### SOURCE EXTRACT
Shepherd has been "forced into a corner" and, if he chooses not to sell, could be sacked from the board if Ashley manages to secure another 10% of the club's shares, according to sport business expert Tom Cannon.
Mr Cannon, who is also dean of Buckingham University Business School, said: "I think Shepherd will now be thinking he doesn't have an awful lot of choice but to sell.
"It's obvious that Ashley will now want some say in the running of the club and my guess is that Freddie Shepherd will find that very difficult.
"Freddie Shepherd's 30% shareholding is not enough to stop Mike Ashley acquiring more than 50%, which would give him control of the day-to-day running of the club and allow him, should he choose, to sack Shepherd as chairman, vote him off the board and decide the dividend.
"All he needs to do that is another 10% and it seems impossible to think that he wouldn't get that." Shepherd, who succeeded Hall Snr at the helm in December 1997, has resisted takeover approaches from the Jersey-based Belgravia Group and the St James's Park Group.
As late as last week, Mr Shepherd, who has insisted in the past he would not stand in the way of a "Geordie Abramovich", said: "It is a plc matter.
"But none of these talks came to anything because I am not selling.
"It is an impossible club to buy. If the Halls don't sell and I don't sell, there is no way anybody can buy this club."
The club is servicing debts of around £80m and in March announced an operating loss of £6.9m for the six months to last December 31.
Mr Cannon said: "I would guess most shareholders will take the offer [of £1 per share] so that would leave Shepherd as a significant minority shareholder of a football club which is not particularly attractive.
"The fans will be likely to sell because all they will be looking for is someone who will bankroll the club - fans are supporters first and shareholders second."

### REQUIRED TASK A
Return, unchanged, the stretch of the records below from the line containing "subject: rocky shore" through the end of the records, and nothing else.

Picture annotation entries
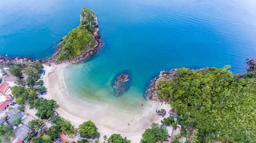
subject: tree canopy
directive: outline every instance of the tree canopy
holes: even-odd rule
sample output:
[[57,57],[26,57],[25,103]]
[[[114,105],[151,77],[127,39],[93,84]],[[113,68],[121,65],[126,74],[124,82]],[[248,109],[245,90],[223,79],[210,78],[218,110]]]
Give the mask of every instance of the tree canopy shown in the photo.
[[55,124],[56,128],[58,132],[61,131],[66,133],[69,137],[77,133],[77,130],[75,127],[71,124],[69,120],[64,119],[58,116],[56,116],[52,118],[52,122]]
[[77,143],[89,143],[89,141],[86,139],[82,139],[77,141]]
[[20,86],[14,86],[11,90],[18,104],[28,103],[33,108],[34,100],[37,98],[36,90],[32,88],[26,89]]
[[100,134],[97,130],[96,126],[91,121],[83,122],[78,127],[80,135],[88,138],[98,138]]
[[144,132],[140,142],[156,143],[158,141],[163,142],[168,136],[168,132],[165,126],[153,123],[150,128],[146,129]]
[[256,140],[255,73],[241,77],[228,68],[180,68],[158,83],[159,99],[169,102],[179,124],[198,130],[200,142]]
[[130,143],[131,140],[127,139],[126,137],[122,137],[120,134],[113,134],[108,139],[108,143]]
[[0,142],[9,142],[10,137],[13,135],[12,127],[8,125],[0,125]]
[[8,71],[14,76],[18,79],[22,79],[22,73],[21,72],[22,66],[19,64],[12,64],[8,66]]
[[96,23],[94,13],[83,8],[81,11],[80,24],[72,30],[58,45],[56,54],[58,61],[71,59],[93,47],[95,40],[92,35]]
[[44,122],[40,119],[35,119],[29,121],[29,126],[31,129],[35,131],[44,125]]
[[54,110],[57,109],[59,106],[55,101],[51,99],[46,100],[42,98],[36,99],[34,103],[34,107],[37,109],[37,112],[35,114],[41,119],[47,119],[52,117]]

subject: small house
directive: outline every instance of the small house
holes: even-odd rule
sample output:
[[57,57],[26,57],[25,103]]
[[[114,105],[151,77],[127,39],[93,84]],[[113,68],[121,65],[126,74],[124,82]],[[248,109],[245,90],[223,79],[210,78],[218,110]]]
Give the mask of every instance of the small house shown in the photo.
[[2,82],[0,84],[0,95],[6,95],[8,92],[9,90],[10,90],[10,88],[9,87],[9,83],[5,81]]

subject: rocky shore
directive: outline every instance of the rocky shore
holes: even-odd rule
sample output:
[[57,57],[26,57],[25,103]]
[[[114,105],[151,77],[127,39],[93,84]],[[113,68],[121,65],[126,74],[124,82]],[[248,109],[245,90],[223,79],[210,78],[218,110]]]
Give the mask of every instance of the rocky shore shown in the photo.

### REQUIRED TASK B
Retype word for word the stretch of the passage on Freddie Shepherd and Mike Ashley above from "The club is" through "not particularly attractive.".

### FINAL ANSWER A
subject: rocky shore
directive: outline every instance of the rocky shore
holes: even-odd rule
sample output:
[[57,57],[26,57],[25,103]]
[[[114,105],[151,77],[127,39],[93,84]],[[113,68],[121,65],[126,74],[124,82]],[[248,109],[245,90],[223,79],[210,78],[218,110]]]
Give the mask of every instance of the rocky shore shown in the photo.

### FINAL ANSWER B
The club is servicing debts of around £80m and in March announced an operating loss of £6.9m for the six months to last December 31.
Mr Cannon said: "I would guess most shareholders will take the offer [of £1 per share] so that would leave Shepherd as a significant minority shareholder of a football club which is not particularly attractive.